- _Exercise objective_
Taking the line with "pixel 510 357" as the first and the last line of the entries as the final one, copy that span exactly.

- _Listed records_
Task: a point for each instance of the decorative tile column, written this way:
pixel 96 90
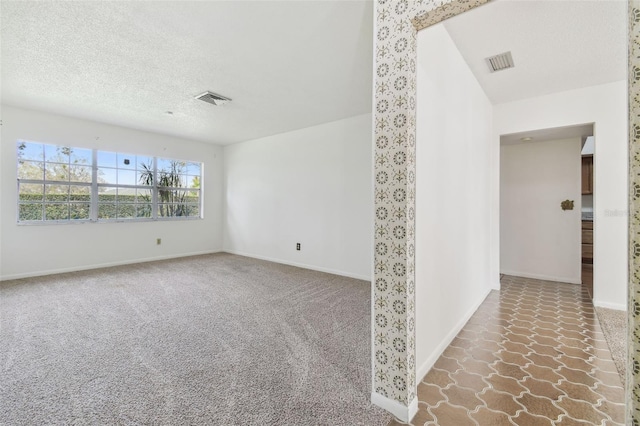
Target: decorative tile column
pixel 396 25
pixel 633 363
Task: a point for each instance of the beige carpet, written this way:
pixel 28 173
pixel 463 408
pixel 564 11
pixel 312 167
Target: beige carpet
pixel 217 339
pixel 614 327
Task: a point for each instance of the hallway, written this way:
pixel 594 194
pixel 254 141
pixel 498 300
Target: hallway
pixel 532 354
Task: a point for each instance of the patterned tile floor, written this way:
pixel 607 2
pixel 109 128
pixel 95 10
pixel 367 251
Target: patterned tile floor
pixel 533 354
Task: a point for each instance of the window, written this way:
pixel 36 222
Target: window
pixel 64 184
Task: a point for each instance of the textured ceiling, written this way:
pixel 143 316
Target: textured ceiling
pixel 557 45
pixel 286 65
pixel 557 133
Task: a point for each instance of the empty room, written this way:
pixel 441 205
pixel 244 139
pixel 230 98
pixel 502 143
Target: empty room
pixel 318 212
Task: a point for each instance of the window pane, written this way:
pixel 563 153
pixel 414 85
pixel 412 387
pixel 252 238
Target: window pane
pixel 31 170
pixel 192 197
pixel 109 176
pixel 56 171
pixel 107 159
pixel 58 193
pixel 144 177
pixel 80 173
pixel 126 177
pixel 126 161
pixel 30 151
pixel 164 165
pixel 79 211
pixel 144 195
pixel 56 211
pixel 57 154
pixel 143 210
pixel 144 163
pixel 126 195
pixel 193 169
pixel 107 211
pixel 80 193
pixel 31 192
pixel 81 156
pixel 193 181
pixel 126 211
pixel 30 212
pixel 193 210
pixel 107 194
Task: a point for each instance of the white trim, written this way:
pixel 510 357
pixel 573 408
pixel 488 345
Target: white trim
pixel 399 410
pixel 543 277
pixel 426 366
pixel 103 265
pixel 608 305
pixel 300 265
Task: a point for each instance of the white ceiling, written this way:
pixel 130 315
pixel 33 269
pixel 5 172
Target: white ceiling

- _Solution below_
pixel 510 357
pixel 573 408
pixel 488 345
Target: white trim
pixel 399 410
pixel 543 277
pixel 426 366
pixel 103 265
pixel 608 305
pixel 300 265
Task: a point for each instance of the white ceiling, written this way:
pixel 130 315
pixel 33 269
pixel 5 172
Target: white ceiling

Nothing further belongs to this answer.